WHAT YOU NEED TO DO:
Search the listing for "FROM" and copy every line where it appears.

DATA EXTRACT:
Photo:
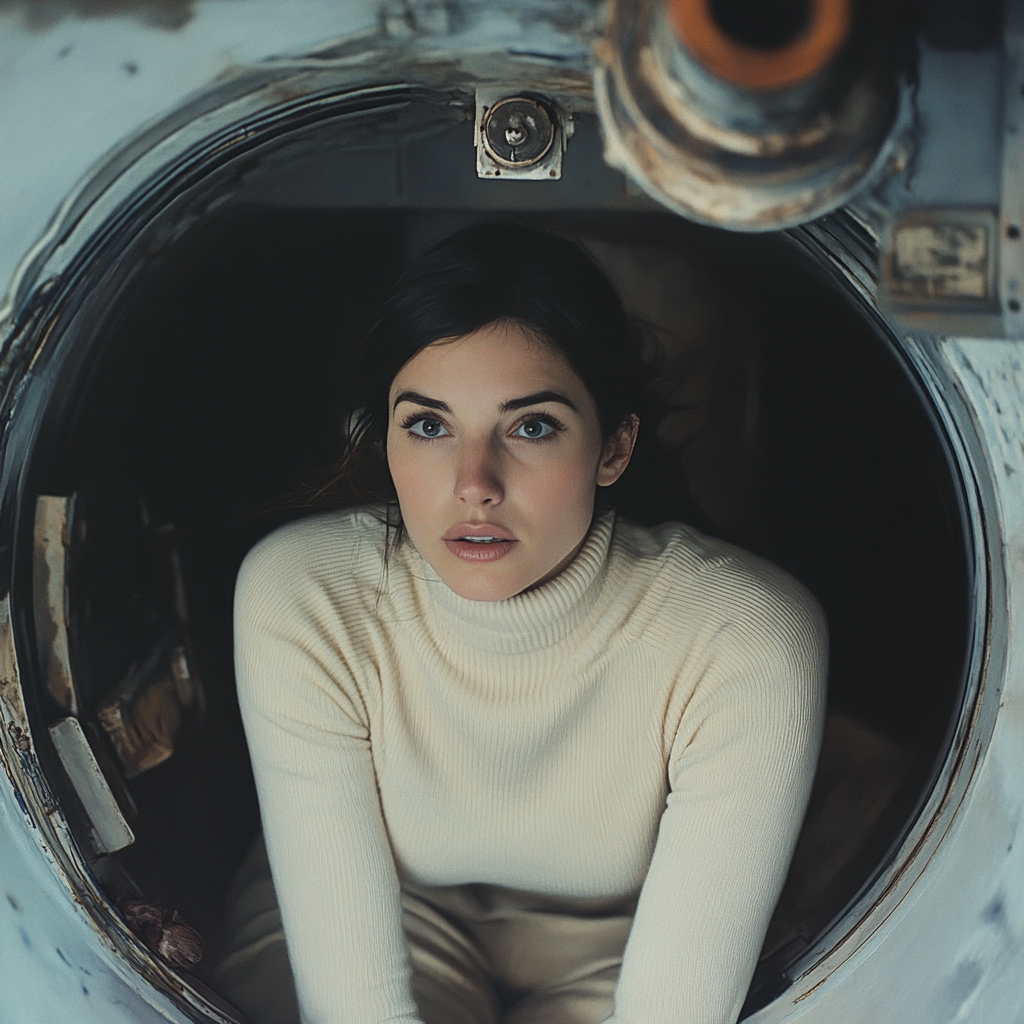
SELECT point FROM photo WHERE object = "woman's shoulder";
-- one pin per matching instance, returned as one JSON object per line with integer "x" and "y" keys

* * *

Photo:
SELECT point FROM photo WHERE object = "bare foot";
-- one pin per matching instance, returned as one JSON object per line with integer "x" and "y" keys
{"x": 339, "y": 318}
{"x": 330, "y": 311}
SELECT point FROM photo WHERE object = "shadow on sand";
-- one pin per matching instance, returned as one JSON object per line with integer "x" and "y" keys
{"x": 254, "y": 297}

RESPONSE BOX:
SELECT point FROM photo WHERE object = "woman's shoulder";
SELECT point FROM photo WHERE object = "bare foot";
SELECT point FROM photo WHERE object = "shadow on sand";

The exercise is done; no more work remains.